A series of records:
┏━━
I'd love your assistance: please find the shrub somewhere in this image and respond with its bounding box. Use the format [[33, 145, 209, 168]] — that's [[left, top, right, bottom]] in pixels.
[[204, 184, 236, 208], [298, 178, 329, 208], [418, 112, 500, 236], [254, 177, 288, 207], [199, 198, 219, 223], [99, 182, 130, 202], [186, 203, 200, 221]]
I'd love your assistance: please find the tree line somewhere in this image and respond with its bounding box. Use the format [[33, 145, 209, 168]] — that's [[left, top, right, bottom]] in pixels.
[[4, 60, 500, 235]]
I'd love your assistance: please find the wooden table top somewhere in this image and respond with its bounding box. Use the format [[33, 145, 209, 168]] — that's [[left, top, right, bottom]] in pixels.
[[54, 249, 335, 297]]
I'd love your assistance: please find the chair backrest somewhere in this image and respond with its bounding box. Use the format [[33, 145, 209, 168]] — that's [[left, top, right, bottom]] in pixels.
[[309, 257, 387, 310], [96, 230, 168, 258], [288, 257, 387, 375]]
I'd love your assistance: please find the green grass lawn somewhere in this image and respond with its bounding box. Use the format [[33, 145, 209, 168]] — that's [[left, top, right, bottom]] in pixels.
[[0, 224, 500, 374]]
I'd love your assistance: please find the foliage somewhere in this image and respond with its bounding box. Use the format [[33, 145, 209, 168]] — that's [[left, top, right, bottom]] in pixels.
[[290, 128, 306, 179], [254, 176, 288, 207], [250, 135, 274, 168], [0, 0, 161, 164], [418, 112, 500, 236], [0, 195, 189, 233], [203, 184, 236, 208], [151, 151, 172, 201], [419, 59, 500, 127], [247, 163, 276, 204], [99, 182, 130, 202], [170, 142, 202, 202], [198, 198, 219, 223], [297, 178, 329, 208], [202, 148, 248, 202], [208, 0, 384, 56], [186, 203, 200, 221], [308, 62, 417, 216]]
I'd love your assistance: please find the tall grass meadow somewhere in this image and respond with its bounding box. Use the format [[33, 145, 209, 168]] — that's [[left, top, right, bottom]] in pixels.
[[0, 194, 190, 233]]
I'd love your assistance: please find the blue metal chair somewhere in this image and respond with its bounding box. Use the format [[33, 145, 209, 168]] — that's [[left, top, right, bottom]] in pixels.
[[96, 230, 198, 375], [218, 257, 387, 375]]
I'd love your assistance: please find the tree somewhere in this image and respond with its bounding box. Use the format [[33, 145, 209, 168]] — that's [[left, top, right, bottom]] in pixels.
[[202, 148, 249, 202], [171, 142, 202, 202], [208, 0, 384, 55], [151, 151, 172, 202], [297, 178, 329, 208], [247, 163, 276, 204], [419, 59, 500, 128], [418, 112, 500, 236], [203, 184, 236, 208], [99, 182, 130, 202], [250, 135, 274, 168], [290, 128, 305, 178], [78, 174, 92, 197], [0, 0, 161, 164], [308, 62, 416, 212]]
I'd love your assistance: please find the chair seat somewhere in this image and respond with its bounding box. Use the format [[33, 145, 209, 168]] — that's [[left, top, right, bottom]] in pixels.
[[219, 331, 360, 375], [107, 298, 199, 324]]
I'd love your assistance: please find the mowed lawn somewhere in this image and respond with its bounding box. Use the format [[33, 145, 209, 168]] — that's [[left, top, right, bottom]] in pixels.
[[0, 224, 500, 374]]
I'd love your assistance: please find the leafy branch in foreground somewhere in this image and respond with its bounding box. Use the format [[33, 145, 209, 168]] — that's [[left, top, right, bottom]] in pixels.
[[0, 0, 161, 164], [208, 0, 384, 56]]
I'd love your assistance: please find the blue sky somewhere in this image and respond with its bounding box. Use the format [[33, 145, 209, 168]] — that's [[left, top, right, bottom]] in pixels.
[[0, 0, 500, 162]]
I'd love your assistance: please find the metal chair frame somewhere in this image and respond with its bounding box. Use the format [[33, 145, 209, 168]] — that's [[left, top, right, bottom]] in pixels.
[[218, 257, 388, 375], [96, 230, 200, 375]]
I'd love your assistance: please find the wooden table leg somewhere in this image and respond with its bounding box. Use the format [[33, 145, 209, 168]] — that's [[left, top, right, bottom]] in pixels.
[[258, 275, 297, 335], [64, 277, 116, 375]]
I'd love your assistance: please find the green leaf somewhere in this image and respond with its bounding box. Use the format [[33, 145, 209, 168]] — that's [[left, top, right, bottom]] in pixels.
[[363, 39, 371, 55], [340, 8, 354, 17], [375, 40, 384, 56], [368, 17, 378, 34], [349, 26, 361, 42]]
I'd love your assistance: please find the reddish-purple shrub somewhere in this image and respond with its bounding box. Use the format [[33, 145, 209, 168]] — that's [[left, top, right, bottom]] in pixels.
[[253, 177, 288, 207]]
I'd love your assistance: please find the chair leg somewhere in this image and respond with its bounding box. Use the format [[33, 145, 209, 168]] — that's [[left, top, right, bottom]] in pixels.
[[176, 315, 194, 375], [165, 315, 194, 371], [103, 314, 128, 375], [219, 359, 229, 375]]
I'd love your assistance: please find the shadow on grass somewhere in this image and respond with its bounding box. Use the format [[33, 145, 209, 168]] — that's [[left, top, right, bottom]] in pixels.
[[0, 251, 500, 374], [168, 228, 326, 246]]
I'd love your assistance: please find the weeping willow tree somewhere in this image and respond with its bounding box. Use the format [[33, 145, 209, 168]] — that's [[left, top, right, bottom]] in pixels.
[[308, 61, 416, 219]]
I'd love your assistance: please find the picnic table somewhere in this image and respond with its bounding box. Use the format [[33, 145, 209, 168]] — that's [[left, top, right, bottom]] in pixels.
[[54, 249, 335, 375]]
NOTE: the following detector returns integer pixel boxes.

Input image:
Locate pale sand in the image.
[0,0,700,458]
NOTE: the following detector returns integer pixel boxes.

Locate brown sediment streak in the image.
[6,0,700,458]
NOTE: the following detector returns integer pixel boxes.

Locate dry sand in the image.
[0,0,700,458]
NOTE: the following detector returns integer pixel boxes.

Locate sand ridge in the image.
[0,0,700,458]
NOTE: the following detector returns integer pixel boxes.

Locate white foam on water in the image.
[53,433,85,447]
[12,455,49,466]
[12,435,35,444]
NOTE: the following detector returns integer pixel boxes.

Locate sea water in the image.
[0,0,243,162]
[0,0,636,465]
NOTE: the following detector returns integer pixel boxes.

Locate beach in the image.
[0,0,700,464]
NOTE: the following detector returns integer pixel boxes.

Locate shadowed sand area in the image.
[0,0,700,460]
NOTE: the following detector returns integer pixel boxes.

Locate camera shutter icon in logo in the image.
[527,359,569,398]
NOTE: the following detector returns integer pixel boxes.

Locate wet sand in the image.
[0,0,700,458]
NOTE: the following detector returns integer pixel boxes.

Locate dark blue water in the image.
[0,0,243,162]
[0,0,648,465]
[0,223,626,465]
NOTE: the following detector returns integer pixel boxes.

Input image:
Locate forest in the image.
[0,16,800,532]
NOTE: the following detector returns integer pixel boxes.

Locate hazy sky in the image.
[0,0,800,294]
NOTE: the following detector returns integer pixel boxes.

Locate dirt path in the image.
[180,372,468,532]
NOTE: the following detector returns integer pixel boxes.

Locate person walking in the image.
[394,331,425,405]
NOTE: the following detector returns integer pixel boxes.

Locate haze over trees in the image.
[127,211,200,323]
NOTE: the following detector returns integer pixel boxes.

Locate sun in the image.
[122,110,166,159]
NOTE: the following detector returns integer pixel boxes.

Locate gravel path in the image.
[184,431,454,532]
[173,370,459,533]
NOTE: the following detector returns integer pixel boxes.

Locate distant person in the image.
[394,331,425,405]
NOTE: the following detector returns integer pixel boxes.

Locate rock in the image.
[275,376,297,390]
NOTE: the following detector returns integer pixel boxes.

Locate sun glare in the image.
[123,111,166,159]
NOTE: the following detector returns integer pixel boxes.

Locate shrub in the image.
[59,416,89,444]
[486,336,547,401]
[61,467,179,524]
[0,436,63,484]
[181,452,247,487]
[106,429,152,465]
┗━━
**AIM OF THE EXERCISE**. Copy out the lines of the records above, beginning with the line that contains "I'd love your assistance: please find the blue metal" and continuing through the line that contains "62, 416, 212]]".

**REPLY**.
I'd love your assistance: please find the blue metal chair somewhere in this image and respond with its bounding box. Use the format [[33, 145, 209, 168]] — that's [[left, top, right, bottom]] in pixels.
[[96, 230, 198, 375], [218, 257, 387, 375]]
I'd love your assistance: please find the tree somewhere in this image and respond with its bounding box. Use the format [[33, 145, 209, 168]] — that's [[left, top, right, bottom]] in pixels.
[[202, 148, 249, 202], [171, 142, 202, 202], [208, 0, 384, 55], [151, 151, 172, 202], [297, 178, 329, 208], [247, 163, 276, 204], [419, 59, 500, 128], [418, 112, 500, 236], [203, 184, 236, 208], [99, 182, 130, 202], [250, 135, 274, 168], [290, 128, 305, 178], [78, 174, 92, 197], [0, 0, 161, 164], [308, 62, 416, 212]]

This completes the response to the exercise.